Show every line from the rows below that contains the word "window".

----- RAW RECORDS -----

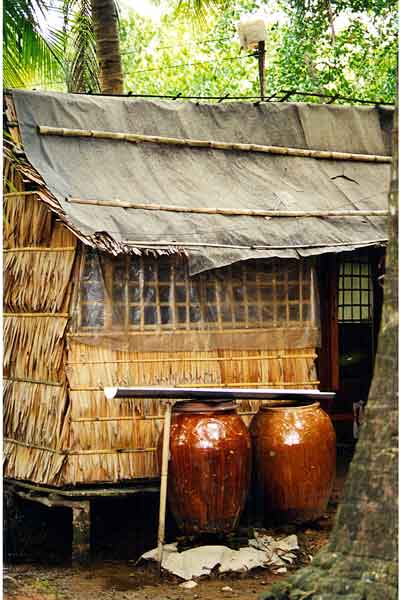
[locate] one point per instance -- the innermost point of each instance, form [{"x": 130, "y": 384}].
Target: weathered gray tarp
[{"x": 198, "y": 177}]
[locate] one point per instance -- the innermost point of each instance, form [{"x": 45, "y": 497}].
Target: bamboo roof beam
[
  {"x": 215, "y": 145},
  {"x": 232, "y": 211}
]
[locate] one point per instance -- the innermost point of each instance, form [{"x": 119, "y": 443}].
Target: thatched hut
[{"x": 150, "y": 242}]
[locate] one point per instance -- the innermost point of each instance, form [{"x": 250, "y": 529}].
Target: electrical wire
[
  {"x": 194, "y": 64},
  {"x": 178, "y": 44}
]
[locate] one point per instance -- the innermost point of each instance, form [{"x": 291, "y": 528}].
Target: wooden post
[
  {"x": 164, "y": 480},
  {"x": 81, "y": 532},
  {"x": 261, "y": 67}
]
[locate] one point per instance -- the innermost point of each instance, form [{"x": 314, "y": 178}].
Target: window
[
  {"x": 355, "y": 302},
  {"x": 152, "y": 294}
]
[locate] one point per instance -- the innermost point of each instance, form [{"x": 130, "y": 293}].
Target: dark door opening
[{"x": 350, "y": 318}]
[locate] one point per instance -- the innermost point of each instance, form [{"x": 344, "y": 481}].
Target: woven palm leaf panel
[
  {"x": 144, "y": 321},
  {"x": 38, "y": 262}
]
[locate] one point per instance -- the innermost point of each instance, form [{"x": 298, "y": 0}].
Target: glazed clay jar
[
  {"x": 209, "y": 467},
  {"x": 294, "y": 450}
]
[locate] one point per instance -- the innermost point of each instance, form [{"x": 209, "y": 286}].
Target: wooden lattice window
[
  {"x": 355, "y": 301},
  {"x": 150, "y": 294},
  {"x": 92, "y": 293}
]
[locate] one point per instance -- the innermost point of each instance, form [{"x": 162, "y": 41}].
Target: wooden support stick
[
  {"x": 155, "y": 139},
  {"x": 164, "y": 481},
  {"x": 231, "y": 212}
]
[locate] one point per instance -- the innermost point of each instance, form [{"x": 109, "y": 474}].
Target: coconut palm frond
[
  {"x": 27, "y": 53},
  {"x": 83, "y": 69}
]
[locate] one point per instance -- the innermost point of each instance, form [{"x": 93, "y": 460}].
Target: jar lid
[
  {"x": 205, "y": 406},
  {"x": 298, "y": 404}
]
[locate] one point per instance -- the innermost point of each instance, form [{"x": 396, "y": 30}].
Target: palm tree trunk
[
  {"x": 360, "y": 560},
  {"x": 105, "y": 21}
]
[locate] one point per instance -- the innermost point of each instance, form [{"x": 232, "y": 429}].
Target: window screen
[
  {"x": 149, "y": 294},
  {"x": 355, "y": 292}
]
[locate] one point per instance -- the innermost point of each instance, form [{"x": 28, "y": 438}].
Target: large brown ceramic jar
[
  {"x": 209, "y": 467},
  {"x": 294, "y": 449}
]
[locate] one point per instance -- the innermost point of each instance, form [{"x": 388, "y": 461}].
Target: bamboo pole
[
  {"x": 178, "y": 386},
  {"x": 61, "y": 315},
  {"x": 151, "y": 244},
  {"x": 22, "y": 193},
  {"x": 36, "y": 381},
  {"x": 280, "y": 150},
  {"x": 229, "y": 212},
  {"x": 190, "y": 359},
  {"x": 164, "y": 480}
]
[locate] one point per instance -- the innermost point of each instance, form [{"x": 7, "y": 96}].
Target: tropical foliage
[
  {"x": 28, "y": 53},
  {"x": 338, "y": 47}
]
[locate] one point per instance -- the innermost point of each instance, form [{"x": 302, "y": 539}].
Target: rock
[{"x": 188, "y": 585}]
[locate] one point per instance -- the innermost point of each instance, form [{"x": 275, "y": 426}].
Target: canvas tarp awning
[{"x": 109, "y": 170}]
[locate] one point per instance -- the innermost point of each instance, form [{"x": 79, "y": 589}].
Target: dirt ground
[
  {"x": 117, "y": 580},
  {"x": 125, "y": 580}
]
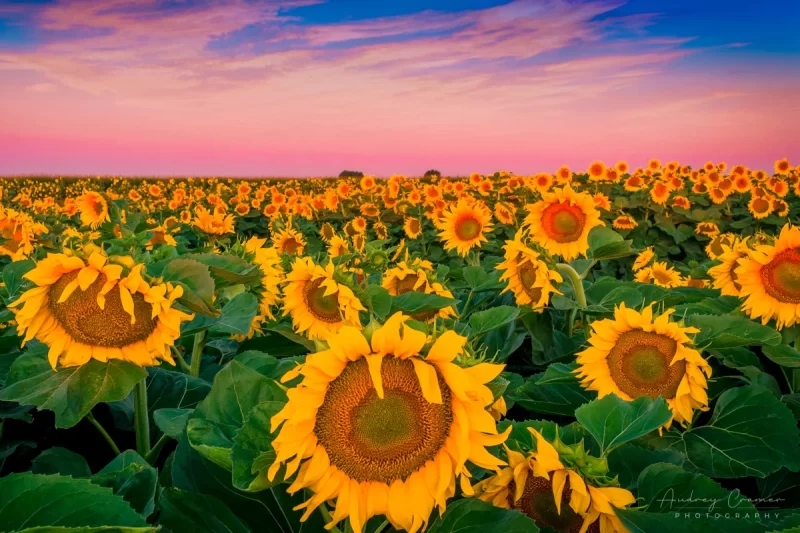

-----

CORRECT ANSWER
Target: window
Target: wooden lattice window
Target: window screen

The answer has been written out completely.